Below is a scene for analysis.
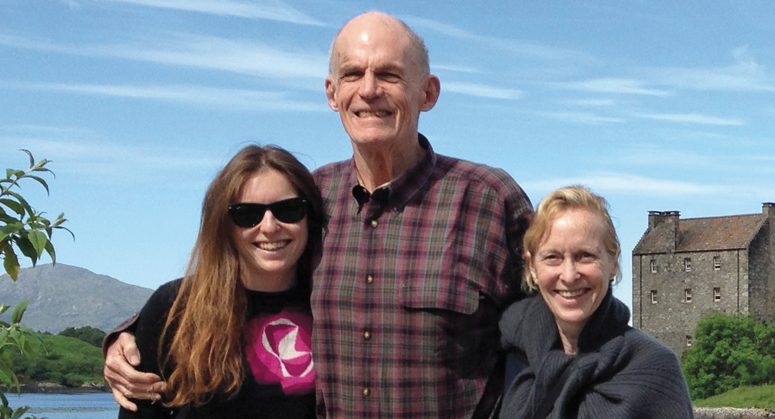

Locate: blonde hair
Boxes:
[159,146,326,406]
[522,185,622,290]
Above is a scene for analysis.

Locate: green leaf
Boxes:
[11,300,28,323]
[3,246,19,281]
[11,406,30,419]
[6,191,35,214]
[14,238,38,266]
[28,231,48,257]
[0,199,24,216]
[46,241,56,264]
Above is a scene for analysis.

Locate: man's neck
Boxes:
[353,137,424,192]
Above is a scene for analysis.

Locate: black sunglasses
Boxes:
[229,197,308,228]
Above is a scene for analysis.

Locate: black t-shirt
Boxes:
[118,280,315,419]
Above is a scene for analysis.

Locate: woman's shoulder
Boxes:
[622,327,681,374]
[140,279,182,319]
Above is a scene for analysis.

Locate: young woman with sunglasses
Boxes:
[119,146,325,419]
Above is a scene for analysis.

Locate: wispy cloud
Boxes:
[0,82,328,112]
[102,0,325,26]
[654,46,775,92]
[536,112,625,124]
[0,33,328,80]
[431,64,483,74]
[401,16,593,61]
[550,78,672,97]
[0,134,224,184]
[562,99,617,107]
[632,113,745,126]
[442,83,525,100]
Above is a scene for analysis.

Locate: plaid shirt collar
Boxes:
[350,133,436,218]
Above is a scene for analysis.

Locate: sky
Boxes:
[0,0,775,305]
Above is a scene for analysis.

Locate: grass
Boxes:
[694,384,775,409]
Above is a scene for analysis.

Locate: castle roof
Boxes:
[632,214,765,255]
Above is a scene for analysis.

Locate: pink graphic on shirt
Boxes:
[245,310,315,394]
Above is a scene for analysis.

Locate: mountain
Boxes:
[0,263,153,334]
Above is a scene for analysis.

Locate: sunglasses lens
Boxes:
[229,204,266,228]
[269,198,307,223]
[229,198,307,228]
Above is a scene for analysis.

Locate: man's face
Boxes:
[326,18,438,153]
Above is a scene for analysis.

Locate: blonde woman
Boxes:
[500,186,693,419]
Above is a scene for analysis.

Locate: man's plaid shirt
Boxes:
[312,135,532,419]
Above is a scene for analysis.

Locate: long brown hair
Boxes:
[159,145,326,406]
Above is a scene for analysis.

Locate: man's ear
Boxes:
[326,74,339,112]
[420,74,441,112]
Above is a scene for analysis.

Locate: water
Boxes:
[5,392,118,419]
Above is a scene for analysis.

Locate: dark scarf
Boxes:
[501,287,692,419]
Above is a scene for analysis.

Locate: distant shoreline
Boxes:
[6,382,110,394]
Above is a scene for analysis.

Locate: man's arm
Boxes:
[102,332,167,412]
[102,315,167,412]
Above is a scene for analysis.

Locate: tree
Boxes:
[683,314,775,399]
[0,150,75,419]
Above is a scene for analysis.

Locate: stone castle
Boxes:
[632,202,775,356]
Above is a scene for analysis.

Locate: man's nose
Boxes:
[360,71,380,98]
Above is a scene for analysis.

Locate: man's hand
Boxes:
[102,332,167,412]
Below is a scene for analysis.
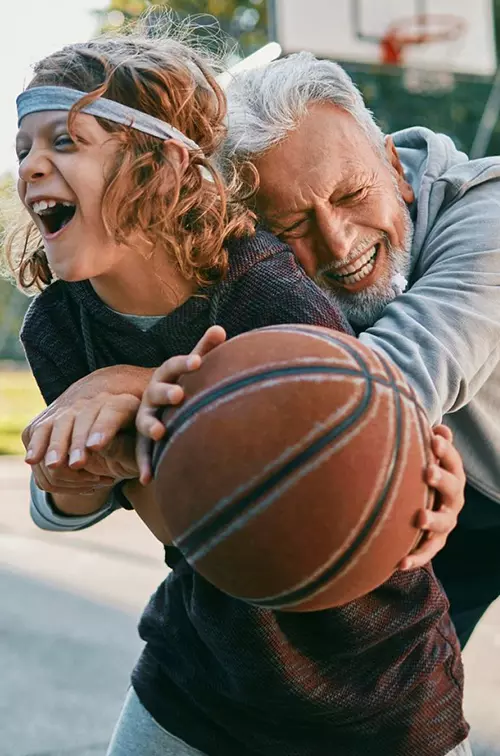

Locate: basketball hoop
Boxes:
[380,13,467,94]
[380,13,466,66]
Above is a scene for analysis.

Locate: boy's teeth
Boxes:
[32,200,73,213]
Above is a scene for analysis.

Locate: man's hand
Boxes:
[22,392,140,470]
[399,425,466,570]
[136,326,226,486]
[32,433,139,496]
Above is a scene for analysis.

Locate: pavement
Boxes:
[0,457,500,756]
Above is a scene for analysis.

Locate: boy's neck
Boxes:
[90,245,197,315]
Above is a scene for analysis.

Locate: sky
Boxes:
[0,0,108,175]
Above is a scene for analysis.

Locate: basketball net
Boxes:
[380,14,466,94]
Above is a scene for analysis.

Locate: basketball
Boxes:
[153,325,433,612]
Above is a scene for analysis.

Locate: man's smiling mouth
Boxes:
[323,244,380,286]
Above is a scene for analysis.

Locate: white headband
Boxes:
[16,87,201,152]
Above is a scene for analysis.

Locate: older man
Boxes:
[225,53,500,645]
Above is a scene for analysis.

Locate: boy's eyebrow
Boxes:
[17,114,68,139]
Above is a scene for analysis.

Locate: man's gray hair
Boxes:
[221,52,384,163]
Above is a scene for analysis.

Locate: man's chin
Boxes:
[317,278,396,327]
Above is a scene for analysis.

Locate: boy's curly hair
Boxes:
[5,17,255,291]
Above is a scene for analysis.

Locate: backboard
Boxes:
[275,0,496,76]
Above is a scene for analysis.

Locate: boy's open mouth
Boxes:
[32,200,76,236]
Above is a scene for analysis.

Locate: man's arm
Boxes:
[359,181,500,424]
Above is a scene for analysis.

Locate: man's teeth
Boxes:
[31,200,73,215]
[331,246,377,284]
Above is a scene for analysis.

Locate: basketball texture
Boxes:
[153,325,433,612]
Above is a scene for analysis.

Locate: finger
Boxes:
[145,382,184,407]
[33,465,114,495]
[431,436,465,476]
[45,405,98,469]
[136,406,165,441]
[417,507,457,535]
[150,354,201,386]
[25,422,52,465]
[84,394,141,451]
[191,326,226,357]
[432,425,453,443]
[135,435,153,486]
[398,535,446,570]
[426,465,465,515]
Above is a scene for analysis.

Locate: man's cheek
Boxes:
[289,240,318,278]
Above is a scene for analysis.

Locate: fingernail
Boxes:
[87,433,104,446]
[435,436,444,454]
[429,465,441,485]
[69,449,83,466]
[45,449,59,465]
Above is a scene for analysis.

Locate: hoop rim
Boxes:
[380,13,467,48]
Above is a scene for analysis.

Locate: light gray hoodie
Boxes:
[31,128,500,530]
[360,127,500,503]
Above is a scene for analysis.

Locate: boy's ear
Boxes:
[163,139,189,176]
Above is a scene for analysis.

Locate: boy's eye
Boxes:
[54,134,75,147]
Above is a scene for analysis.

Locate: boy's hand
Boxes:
[399,425,466,570]
[136,326,226,485]
[22,392,140,470]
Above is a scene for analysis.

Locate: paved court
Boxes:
[0,457,500,756]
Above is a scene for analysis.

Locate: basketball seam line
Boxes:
[250,352,402,609]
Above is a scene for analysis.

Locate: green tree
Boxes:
[97,0,269,55]
[0,174,29,360]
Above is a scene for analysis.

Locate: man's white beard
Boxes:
[317,198,413,327]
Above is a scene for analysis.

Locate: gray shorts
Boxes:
[107,688,472,756]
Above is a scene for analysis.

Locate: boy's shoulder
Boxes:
[224,227,293,285]
[20,281,76,343]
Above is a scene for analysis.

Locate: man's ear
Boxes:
[384,135,415,205]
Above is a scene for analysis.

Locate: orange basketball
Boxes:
[153,325,433,612]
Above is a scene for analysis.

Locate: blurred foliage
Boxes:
[0,370,45,454]
[0,175,29,360]
[97,0,269,55]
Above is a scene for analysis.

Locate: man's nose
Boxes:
[316,207,358,261]
[19,149,52,184]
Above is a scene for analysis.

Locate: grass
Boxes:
[0,363,45,454]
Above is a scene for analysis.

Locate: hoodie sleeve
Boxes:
[359,180,500,424]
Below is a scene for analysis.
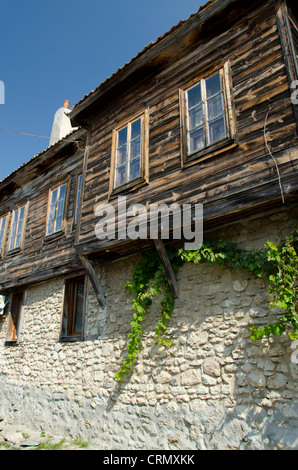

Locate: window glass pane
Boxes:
[187,83,202,109]
[117,144,127,166]
[74,282,84,333]
[206,73,221,98]
[47,184,66,235]
[207,93,223,120]
[188,104,204,130]
[115,165,126,187]
[188,127,205,153]
[74,175,82,224]
[130,137,141,160]
[8,210,18,250]
[129,158,140,180]
[209,116,226,144]
[0,217,6,251]
[14,206,25,248]
[131,118,141,140]
[117,126,127,148]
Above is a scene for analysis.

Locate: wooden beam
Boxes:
[80,255,106,308]
[154,238,178,299]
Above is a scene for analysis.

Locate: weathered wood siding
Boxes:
[0,139,83,289]
[77,1,298,252]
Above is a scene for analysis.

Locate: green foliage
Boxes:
[115,229,298,380]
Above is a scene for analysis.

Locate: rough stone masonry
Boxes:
[0,207,298,450]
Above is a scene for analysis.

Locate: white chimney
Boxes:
[50,100,75,146]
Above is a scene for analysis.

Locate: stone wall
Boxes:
[0,207,298,449]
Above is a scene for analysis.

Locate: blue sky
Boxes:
[0,0,206,181]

▶ _AIM OF THE TASK_
Please convert everything from the start of the records down to the line containing "[522,185,622,290]" into a two-column CSV with the headers "query" and "response". Give one row per record, with each field quoted, line breaks replaced by spaces, and the pictures left out.

▶ _THE OUTPUT_
query,response
"Below is a scene for analysis. Locate: blonde hair Boxes:","[159,146,326,406] [522,185,622,290]"